Aim of the exercise:
Please write out all the rows below again, switching every "Mark one point" to "Place a single point" and keeping everything else the same. Leave the pictures out.

Records for this exercise:
'''
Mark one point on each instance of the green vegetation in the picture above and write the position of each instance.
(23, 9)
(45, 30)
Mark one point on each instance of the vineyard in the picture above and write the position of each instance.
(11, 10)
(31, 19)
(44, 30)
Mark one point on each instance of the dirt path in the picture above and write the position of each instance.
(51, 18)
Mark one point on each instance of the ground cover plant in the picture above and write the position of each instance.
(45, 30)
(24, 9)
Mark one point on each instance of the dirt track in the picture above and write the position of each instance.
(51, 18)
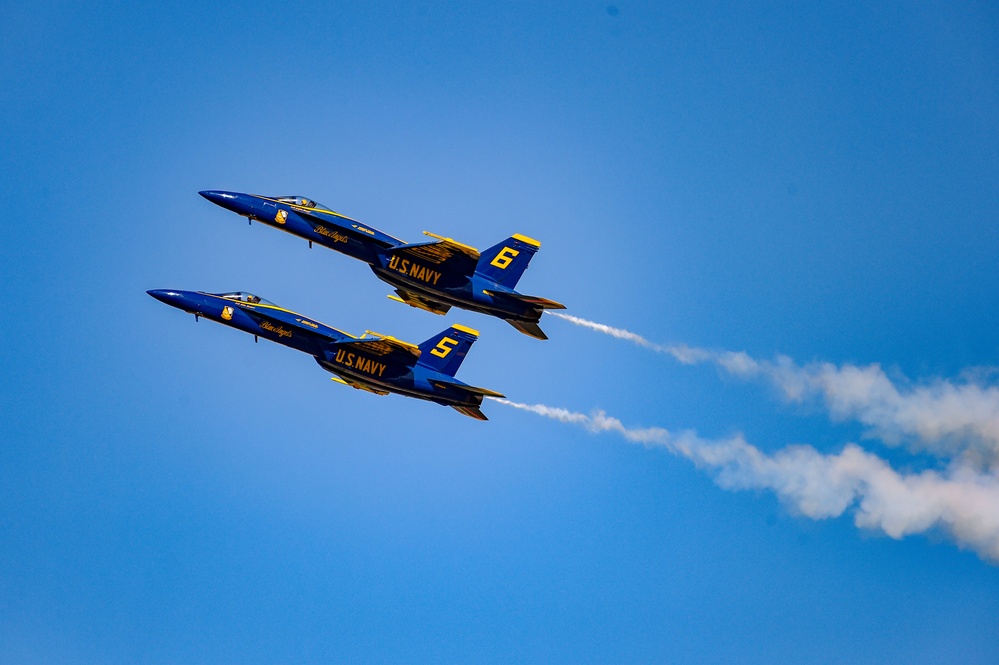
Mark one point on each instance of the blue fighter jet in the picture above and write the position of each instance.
(433, 276)
(376, 363)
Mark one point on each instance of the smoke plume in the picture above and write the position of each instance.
(946, 418)
(961, 501)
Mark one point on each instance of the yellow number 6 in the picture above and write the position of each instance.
(444, 347)
(504, 258)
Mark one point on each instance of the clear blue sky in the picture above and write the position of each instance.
(816, 180)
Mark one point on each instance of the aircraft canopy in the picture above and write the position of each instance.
(299, 201)
(243, 296)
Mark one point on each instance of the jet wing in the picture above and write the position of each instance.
(380, 345)
(420, 302)
(441, 250)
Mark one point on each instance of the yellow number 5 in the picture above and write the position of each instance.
(444, 347)
(504, 258)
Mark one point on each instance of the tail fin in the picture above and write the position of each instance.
(444, 351)
(506, 262)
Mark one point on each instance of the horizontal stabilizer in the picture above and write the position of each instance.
(537, 301)
(360, 386)
(420, 302)
(485, 392)
(530, 328)
(471, 412)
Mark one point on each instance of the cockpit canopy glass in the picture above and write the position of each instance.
(243, 296)
(299, 201)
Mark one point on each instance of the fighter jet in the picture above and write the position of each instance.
(379, 364)
(433, 276)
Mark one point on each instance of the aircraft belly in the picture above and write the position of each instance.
(464, 301)
(407, 390)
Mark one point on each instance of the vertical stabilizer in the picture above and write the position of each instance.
(506, 262)
(445, 351)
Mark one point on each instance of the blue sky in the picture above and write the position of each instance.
(800, 180)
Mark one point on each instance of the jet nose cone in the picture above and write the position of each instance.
(213, 196)
(241, 204)
(172, 298)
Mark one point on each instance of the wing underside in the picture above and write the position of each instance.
(420, 302)
(359, 385)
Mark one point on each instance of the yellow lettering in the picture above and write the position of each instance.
(504, 258)
(444, 347)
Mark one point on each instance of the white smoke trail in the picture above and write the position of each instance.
(961, 501)
(942, 417)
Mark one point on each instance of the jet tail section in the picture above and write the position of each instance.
(506, 262)
(471, 412)
(530, 328)
(445, 351)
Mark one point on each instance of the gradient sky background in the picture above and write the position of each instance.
(818, 180)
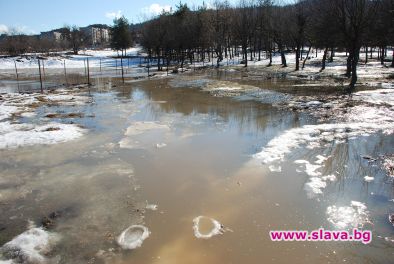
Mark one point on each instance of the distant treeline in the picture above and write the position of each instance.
(253, 28)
'''
Written answer:
Place a single point on each instance of the green vegetation in the picture above and write the position of each instance.
(23, 9)
(45, 30)
Place a single point on each instance of the vineyard in the picture above and write the position of each instance.
(11, 10)
(31, 19)
(44, 30)
Place a single point on each instance of the dirt path in the picture above and write the position of each instance.
(51, 18)
Place a single point on each instance of the ground cover plant in the picture above and write the position of each instance.
(45, 30)
(24, 9)
Place a single point on each instance of the dirt track in the picture above and write the position of each instance.
(51, 18)
Place a single point on each instance of the blue fighter jet in the picture above and write the position of each instance.
(433, 276)
(376, 363)
Place a single point on each instance of the smoke plume in the picture above and write the position of each instance.
(946, 418)
(961, 501)
Place a single point on each instance of the yellow number 6 in the picture above and write the position of each instance.
(444, 347)
(504, 258)
Place a single point on each instance of the clear blue sky in the picture above and write the position of each instance.
(816, 180)
Place a single point on each instance of the aircraft canopy in the picture above and write the position of each instance.
(299, 201)
(243, 296)
Place a single point on each instance of the jet wing in the picture above and write the position of each instance.
(380, 345)
(420, 302)
(441, 250)
Place a single point on each instance of the yellow number 5 in the picture above and write the position of each instance.
(444, 347)
(504, 258)
Place a single point on each instance of the tail fin in the picture above and write the position of each instance.
(444, 351)
(506, 262)
Place a single point on each instance of the horizontal stabilizer in the picture above and write the position of each instance.
(537, 301)
(360, 386)
(420, 302)
(485, 392)
(530, 328)
(471, 412)
Place a single point on each instance of the cockpit canopy glass in the picture above and write the position of each instance.
(243, 296)
(299, 201)
Place a single point on each instance of the fighter jet in the picture above and write the position of each instance.
(379, 364)
(433, 276)
Place a single point on each instance of the aircraft belly in the picture above and write the position of each instance.
(464, 301)
(407, 390)
Place a single point on each instance of the vertical stabilizer in the picture above and write the position of each instance.
(506, 262)
(445, 351)
Place a single point on each instance of the blue sky in the picture above and write the position of each instance.
(800, 180)
Place a single point on each instance of the jet nose cone in the picture above and write the position of each instance.
(213, 196)
(241, 204)
(172, 298)
Place a single point on each instance of the wing underside in the picture above and write the position of each instance.
(420, 302)
(359, 385)
Place a single point on each instance of the yellow lettering in the picture above and write the position of each instance.
(504, 258)
(444, 347)
Place a single point on each instance of the white smoke trail in the picture above and write the position of each instance.
(961, 501)
(942, 417)
Place a single point on each instance of the jet tail section in the picture above and write the position of each instance.
(506, 262)
(471, 412)
(530, 328)
(445, 351)
Place a single point on each instance of the gradient sky background in the picture above and write the position of each instance.
(818, 180)
Place a single point on each instance of the distant treeline in the picture above and write the position of each instance.
(253, 28)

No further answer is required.